 “I too hear about the compromises in Kerala Church and I pray that the priests will have the right sense to be authentic in their practice of religious faith! I remember when we were small, we used to go to Hindu houses for Onam (we were surrounded by them in our village) and eat "upperi, payasam" and sometimes used to eat a vegetarian lunch with them but we were forbidden by our parents even to look at the "Athakalam" with flowers. That was our faith,” Rev Fr Manjackal said.
 Churches are losing their focus. Now there is purely spiritual worldliness lurking behind a fascination with social and cultural gain, or pride in their (believers) ability to manage such cultural programmes. My personal opinion is that it’s like going to the level of a cultural club or a social institution. This is all done through controlling the believers using the institutional set-up. If you question such practices, you’re ostracised and kept aside.
  While the clergy is not largely responsible for this worldly fascination, they're moving along with tide. While in parishes, it’s the laity which takes the lead in conducting such programmes, clergy succumbs to pressure. There’re priests who take King Mahabali inside the churches and take selfies. And very often, the fixation of believers to run for social programmes in churches originates from a concern to be seen, in a social life full of appearances, meetings, lunches, dinners and receptions. Often clergy is forced to accept and approve such insidious worldliness propounded by closed and elite laity groups. To borrow the words of Pope Francis, they all have the same pretence of “taking over the space of the Church”.
 These laity groups raise funds for music, dance, shamiana and lavish spread of food without any murmur or protest. They spend hours and days to practise the dance numbers to be performed at such social occasions. Ironically, these groups are nowhere to be seen when a charismatic retreat or a prayer meeting or adoration is conducted in the church. The priest runs from pillar to post to get people and money for spiritual programmes. Where's Jesus?
 The organizers of cultural programmes may have 200 reasons to justify their cultural extravaganza in place of catechism and Holy Mass on a Sunday. My personal opinion is that they are replacing religious fervour by the empty pleasure of self-indulgence and hedonism. In the name of culture and tradition, song and dance numbers were belted out. 
 Are Christian supposed to teach children about this culture? The principal beneficiary of such cultural programmes is not God’s people but the institutionalised church. On the other hand, Syro-Malabar churches and congregations are busy building new hospitals, buildings, colleges, medical colleges, engineering colleges and others,   
 Pope Francis once said, “the mark of Christ, incarnate, crucified and risen, is not present” during such programmes.” As he says, closed and elite groups are formed, and no effort is made to go forth and seek out those who are distant or the immense multitudes which thirst for Christ. Moreover, expectations and hopes of children are given a different orientation, leading to the loss of spiritual fervour. Instead of opening the door to God’s grace, we exhaust our energies in arranging cultural programmes, receptions and lunches.
 I think we can consider such tendencies as “manifestations of an anthropocentric immanentism” so forcefully expressed by Pope Francis. The church, as Pope says, shows a narcissistic and authoritarian elitism, whereby instead of evangelizing, one analyses and classifies others, and instead of opening the door to grace, one exhausts his or her energies in inspecting and verifying.
 There’s no wonder when the same church organises a charismatic retreat or a prayer meeting or adoration, only a handful of people turn up.

 “In this way, the life of the Church turns into a museum piece or something which is the property of a select few,” Pope Francis said in ‘Evangelii Gaudium’. “If something should rightly disturb us and trouble our consciences, it is the fact that so many of our brothers and sisters are living without the strength, light and consolation born of friendship with Jesus Christ, without a community of faith to support them, without meaning and a goal in life,” it says.

(Point-per-instance localization records)
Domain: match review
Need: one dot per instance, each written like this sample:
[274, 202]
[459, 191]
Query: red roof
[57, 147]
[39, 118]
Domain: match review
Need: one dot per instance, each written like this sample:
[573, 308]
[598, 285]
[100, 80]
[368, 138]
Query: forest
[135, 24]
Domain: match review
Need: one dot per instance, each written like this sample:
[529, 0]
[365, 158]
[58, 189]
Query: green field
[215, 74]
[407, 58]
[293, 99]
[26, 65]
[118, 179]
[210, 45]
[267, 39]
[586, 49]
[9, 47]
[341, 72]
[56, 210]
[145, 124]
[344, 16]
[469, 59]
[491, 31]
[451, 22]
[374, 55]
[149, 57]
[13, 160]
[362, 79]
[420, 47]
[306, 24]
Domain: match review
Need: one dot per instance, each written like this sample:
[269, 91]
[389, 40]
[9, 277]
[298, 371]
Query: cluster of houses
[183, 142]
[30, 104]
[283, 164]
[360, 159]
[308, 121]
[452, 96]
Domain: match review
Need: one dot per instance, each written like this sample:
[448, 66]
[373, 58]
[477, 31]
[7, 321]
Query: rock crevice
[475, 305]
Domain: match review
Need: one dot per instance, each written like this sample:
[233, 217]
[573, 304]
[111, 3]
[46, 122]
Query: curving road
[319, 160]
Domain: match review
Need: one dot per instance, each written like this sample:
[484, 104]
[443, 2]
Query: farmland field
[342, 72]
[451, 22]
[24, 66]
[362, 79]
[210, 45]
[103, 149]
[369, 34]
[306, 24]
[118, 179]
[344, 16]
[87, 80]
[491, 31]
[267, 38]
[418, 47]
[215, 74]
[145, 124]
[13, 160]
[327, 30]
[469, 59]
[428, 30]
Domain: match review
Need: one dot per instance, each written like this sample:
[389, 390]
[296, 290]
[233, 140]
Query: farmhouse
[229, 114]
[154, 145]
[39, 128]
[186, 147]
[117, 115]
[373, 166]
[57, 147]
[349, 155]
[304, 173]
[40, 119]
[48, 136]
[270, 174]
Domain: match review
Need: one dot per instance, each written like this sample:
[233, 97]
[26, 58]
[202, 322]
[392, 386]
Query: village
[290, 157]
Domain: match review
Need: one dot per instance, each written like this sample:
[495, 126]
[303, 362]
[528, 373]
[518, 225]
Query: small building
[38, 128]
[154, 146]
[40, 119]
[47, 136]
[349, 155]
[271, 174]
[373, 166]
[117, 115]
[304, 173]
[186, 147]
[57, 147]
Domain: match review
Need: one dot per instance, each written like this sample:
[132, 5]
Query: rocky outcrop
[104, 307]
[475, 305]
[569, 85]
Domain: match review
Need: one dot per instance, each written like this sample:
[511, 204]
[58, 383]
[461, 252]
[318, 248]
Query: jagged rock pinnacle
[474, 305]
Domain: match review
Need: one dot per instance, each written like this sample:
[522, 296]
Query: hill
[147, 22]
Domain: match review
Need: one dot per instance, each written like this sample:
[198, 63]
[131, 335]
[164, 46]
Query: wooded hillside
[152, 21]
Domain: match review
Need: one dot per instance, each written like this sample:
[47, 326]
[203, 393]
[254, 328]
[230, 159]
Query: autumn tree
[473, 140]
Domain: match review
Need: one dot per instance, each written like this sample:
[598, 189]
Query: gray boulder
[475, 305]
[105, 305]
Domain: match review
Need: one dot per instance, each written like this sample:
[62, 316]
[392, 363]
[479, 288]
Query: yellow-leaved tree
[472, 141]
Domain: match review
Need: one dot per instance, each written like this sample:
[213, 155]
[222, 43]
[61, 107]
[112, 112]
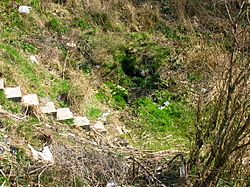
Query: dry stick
[39, 176]
[153, 178]
[65, 64]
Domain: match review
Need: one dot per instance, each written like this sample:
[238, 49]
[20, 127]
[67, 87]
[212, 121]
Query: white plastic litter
[24, 9]
[45, 155]
[99, 127]
[33, 59]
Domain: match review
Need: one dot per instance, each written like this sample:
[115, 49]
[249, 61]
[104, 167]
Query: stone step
[48, 108]
[30, 100]
[82, 122]
[1, 84]
[63, 114]
[13, 93]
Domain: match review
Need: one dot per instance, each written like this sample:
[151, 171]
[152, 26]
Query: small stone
[48, 108]
[99, 127]
[63, 114]
[13, 93]
[1, 84]
[81, 122]
[30, 100]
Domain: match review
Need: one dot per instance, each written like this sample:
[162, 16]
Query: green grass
[158, 129]
[57, 26]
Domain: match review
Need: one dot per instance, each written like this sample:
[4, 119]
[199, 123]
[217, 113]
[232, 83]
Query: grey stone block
[48, 108]
[13, 93]
[30, 100]
[63, 114]
[82, 122]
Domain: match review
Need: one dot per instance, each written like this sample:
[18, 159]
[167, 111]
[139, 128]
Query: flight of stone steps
[47, 107]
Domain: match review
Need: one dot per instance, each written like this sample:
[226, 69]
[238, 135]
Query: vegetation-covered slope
[149, 62]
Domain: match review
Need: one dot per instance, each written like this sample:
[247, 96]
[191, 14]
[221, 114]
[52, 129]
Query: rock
[13, 93]
[30, 100]
[48, 108]
[24, 9]
[63, 114]
[99, 127]
[82, 122]
[1, 84]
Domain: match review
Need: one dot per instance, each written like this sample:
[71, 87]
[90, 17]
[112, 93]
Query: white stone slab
[30, 100]
[13, 93]
[81, 121]
[99, 127]
[63, 114]
[48, 108]
[1, 84]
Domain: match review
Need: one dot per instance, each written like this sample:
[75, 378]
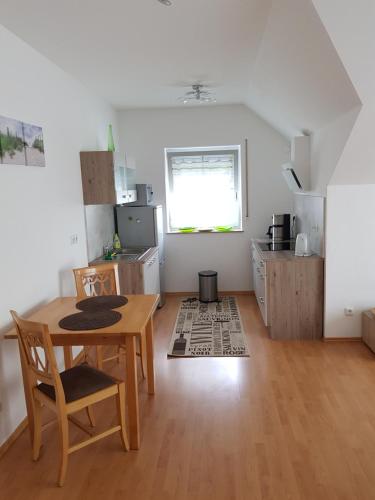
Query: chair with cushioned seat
[64, 393]
[102, 279]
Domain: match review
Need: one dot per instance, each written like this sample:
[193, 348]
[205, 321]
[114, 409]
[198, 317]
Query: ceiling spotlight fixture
[197, 94]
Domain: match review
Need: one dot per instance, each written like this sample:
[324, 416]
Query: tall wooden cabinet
[289, 291]
[106, 179]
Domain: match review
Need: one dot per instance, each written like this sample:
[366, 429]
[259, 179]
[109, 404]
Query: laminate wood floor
[296, 420]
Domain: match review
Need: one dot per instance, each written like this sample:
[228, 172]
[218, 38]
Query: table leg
[132, 392]
[68, 356]
[150, 356]
[28, 396]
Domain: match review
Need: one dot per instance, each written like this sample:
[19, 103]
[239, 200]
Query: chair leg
[37, 429]
[99, 357]
[64, 447]
[90, 415]
[142, 350]
[120, 401]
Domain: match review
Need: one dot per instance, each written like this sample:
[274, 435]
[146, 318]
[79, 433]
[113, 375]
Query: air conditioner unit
[291, 177]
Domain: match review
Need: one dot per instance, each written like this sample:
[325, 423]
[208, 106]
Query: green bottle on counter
[116, 242]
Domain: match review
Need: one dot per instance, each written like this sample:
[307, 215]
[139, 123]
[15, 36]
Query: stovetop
[276, 246]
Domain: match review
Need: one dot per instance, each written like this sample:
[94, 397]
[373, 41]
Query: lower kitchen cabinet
[289, 291]
[139, 277]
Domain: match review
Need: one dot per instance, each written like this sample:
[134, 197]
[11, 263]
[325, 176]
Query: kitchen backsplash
[310, 218]
[100, 226]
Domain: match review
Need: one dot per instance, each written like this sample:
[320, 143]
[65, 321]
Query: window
[203, 187]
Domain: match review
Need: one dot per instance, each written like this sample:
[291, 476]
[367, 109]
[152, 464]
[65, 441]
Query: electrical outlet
[74, 239]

#### EXERCISE BRIEF
Swap "pillar to post" for "door to door" in the stretch of the essay on cultural programmes in Kerala churches from "These laity groups" through "programmes. Where's Jesus?". None of the records have any bearing on this.

#### TASK RESPONSE
These laity groups raise funds for music, dance, shamiana and lavish spread of food without any murmur or protest. They spend hours and days to practise the dance numbers to be performed at such social occasions. Ironically, these groups are nowhere to be seen when a charismatic retreat or a prayer meeting or adoration is conducted in the church. The priest runs from door to door to get people and money for spiritual programmes. Where's Jesus?